● THE EXERCISE
Your task is to return the span of lines beginning at the one with "Place a point on every instance of the flamingo head" and ending at the last line of the data, exactly as it stands.

(Records of labeled points)
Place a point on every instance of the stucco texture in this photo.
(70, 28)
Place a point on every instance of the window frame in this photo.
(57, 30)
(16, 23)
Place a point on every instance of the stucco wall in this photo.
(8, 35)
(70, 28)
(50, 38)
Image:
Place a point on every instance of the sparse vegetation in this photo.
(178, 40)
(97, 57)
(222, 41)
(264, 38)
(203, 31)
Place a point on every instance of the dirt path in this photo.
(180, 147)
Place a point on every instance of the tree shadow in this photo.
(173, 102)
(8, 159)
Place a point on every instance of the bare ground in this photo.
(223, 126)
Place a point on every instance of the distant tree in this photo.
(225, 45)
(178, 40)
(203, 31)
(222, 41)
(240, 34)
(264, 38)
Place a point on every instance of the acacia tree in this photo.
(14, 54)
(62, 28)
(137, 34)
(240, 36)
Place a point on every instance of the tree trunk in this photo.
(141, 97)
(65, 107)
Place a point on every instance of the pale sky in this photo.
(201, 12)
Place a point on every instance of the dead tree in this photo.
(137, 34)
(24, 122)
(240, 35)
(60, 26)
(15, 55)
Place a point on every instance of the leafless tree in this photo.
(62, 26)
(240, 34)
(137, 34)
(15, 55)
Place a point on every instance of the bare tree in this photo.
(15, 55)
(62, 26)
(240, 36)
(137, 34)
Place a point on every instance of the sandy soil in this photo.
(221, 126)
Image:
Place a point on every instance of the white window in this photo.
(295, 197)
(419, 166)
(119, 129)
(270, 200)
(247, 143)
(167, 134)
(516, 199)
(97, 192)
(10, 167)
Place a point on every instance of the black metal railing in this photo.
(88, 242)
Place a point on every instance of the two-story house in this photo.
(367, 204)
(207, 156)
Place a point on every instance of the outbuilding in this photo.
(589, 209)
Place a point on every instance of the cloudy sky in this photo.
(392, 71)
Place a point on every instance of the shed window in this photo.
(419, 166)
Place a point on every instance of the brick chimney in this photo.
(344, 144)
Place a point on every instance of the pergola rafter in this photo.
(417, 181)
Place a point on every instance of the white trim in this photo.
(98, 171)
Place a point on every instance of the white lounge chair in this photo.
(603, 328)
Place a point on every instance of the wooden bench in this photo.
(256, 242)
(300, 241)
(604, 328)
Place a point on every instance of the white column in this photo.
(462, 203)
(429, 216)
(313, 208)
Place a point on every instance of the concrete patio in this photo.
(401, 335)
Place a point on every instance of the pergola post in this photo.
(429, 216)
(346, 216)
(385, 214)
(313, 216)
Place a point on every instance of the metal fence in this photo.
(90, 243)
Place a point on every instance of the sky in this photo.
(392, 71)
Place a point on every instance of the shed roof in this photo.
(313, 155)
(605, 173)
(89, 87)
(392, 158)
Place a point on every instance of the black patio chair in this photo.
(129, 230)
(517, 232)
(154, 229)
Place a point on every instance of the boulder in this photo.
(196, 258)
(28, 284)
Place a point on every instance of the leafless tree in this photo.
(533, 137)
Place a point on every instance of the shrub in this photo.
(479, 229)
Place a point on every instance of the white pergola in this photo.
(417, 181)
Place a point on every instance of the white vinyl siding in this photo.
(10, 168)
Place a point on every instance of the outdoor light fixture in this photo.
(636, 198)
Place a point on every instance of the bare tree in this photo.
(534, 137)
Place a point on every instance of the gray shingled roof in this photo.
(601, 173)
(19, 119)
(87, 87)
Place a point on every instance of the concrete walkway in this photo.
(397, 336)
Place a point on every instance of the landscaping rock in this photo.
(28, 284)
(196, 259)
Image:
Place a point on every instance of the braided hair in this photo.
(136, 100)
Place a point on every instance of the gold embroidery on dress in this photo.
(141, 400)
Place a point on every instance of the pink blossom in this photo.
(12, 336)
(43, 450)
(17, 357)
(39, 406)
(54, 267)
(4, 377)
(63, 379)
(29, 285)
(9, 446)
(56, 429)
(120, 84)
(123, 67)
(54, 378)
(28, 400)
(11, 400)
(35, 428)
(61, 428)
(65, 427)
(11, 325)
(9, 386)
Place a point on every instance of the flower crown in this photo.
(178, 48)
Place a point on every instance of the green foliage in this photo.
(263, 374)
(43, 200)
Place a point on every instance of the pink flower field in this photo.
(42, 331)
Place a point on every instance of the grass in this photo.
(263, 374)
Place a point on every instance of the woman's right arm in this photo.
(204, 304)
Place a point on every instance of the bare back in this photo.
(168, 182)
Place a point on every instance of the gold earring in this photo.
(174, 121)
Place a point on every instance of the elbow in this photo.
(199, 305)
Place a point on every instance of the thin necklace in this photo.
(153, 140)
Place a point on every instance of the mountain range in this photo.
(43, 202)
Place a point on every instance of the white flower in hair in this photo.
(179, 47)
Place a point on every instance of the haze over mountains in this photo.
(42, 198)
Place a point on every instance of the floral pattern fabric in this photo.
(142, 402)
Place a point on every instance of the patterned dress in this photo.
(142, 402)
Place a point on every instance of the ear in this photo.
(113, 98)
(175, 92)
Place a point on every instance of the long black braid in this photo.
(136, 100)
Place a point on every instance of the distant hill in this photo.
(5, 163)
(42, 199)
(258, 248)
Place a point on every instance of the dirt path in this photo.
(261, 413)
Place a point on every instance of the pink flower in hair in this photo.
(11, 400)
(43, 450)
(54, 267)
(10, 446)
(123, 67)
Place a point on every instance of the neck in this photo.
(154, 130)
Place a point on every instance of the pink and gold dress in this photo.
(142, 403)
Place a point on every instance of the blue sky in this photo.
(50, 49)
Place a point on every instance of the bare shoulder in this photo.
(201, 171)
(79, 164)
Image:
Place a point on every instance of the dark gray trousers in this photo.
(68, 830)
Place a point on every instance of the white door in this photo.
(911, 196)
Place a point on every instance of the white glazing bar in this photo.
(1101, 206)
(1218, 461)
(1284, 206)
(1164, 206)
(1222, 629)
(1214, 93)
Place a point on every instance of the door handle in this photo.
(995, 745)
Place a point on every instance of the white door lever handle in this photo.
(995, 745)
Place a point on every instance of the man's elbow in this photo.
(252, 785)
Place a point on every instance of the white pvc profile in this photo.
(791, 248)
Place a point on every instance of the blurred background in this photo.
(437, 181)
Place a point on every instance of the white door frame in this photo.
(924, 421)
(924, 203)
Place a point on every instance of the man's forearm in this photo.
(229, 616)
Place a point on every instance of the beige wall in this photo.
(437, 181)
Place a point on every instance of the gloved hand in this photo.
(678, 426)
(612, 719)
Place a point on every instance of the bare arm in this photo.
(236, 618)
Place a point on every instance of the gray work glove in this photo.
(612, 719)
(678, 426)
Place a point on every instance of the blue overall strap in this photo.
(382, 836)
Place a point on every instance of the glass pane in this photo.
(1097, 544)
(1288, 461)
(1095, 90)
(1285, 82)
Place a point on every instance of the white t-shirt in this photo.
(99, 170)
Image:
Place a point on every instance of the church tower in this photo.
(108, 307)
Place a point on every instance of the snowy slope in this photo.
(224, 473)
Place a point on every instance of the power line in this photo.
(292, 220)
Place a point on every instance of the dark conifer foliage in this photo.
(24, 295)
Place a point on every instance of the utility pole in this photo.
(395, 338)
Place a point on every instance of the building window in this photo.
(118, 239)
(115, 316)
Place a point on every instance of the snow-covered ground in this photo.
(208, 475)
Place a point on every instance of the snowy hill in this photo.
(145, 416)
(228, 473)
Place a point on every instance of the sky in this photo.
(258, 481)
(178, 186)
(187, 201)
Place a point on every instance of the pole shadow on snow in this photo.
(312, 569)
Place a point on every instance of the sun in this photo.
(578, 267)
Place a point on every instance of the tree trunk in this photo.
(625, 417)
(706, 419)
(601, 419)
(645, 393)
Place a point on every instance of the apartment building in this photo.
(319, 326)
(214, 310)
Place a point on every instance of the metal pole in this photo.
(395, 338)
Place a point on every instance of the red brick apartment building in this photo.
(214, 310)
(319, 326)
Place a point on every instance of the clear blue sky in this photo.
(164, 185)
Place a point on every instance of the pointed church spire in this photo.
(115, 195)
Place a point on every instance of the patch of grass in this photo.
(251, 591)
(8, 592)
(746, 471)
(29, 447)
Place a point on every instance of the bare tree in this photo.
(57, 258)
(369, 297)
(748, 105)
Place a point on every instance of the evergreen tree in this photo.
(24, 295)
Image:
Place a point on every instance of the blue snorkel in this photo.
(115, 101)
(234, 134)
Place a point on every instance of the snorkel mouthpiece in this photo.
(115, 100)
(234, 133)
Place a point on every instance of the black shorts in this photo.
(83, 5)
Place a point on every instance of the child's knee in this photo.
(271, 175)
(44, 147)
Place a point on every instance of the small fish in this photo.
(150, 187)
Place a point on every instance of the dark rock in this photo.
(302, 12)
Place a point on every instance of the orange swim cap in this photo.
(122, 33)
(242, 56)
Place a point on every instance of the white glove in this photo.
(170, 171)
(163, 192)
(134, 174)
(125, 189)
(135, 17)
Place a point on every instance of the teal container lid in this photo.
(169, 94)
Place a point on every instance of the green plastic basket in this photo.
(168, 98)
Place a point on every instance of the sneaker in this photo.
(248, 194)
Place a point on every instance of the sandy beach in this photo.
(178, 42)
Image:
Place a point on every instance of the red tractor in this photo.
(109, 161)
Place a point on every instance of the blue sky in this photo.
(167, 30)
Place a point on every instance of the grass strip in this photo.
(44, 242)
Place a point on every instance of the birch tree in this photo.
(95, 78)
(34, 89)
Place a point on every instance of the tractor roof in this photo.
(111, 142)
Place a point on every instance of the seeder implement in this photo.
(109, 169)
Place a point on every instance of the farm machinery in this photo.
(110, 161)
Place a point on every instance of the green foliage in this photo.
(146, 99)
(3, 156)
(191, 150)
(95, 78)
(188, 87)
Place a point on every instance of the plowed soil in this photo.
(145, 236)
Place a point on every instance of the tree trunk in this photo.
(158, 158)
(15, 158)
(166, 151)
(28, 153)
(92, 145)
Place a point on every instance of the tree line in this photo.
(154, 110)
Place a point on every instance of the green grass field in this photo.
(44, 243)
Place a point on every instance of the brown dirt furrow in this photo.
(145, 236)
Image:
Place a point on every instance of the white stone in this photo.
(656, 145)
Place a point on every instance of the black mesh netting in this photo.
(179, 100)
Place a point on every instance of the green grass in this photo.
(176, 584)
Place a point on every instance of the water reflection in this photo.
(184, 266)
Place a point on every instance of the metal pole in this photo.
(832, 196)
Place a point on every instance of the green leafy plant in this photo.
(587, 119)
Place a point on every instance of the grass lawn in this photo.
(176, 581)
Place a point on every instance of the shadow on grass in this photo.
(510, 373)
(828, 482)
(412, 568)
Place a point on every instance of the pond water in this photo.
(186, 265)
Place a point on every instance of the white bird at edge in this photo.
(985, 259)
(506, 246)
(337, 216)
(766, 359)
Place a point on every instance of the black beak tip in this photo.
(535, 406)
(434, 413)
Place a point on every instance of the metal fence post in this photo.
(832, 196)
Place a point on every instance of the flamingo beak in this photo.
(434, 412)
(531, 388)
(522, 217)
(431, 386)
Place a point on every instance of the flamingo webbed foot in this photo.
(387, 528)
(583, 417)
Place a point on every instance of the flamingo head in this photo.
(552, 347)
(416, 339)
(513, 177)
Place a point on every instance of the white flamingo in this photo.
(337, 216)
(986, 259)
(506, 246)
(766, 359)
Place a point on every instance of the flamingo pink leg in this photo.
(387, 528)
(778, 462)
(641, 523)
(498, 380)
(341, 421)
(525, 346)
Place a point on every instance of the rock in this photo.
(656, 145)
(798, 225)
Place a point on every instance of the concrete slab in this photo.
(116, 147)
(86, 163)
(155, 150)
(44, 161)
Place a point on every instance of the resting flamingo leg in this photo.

● SOLUTION FOR THIS TASK
Place a point on every instance of the flamingo head in this photo.
(552, 347)
(416, 339)
(513, 177)
Place a point on every instance of the white flamingo in this photo.
(337, 216)
(986, 259)
(506, 246)
(766, 359)
Place a point on every instance of the flamingo pink leg in this photo.
(387, 528)
(778, 462)
(641, 523)
(498, 380)
(341, 421)
(525, 346)
Place a point on every instance of the rock in this photo.
(656, 145)
(798, 225)
Place a point on every instance of the concrete slab in this photo.
(116, 147)
(86, 163)
(155, 150)
(44, 161)
Place a point on every instance of the resting flamingo leg in this photo.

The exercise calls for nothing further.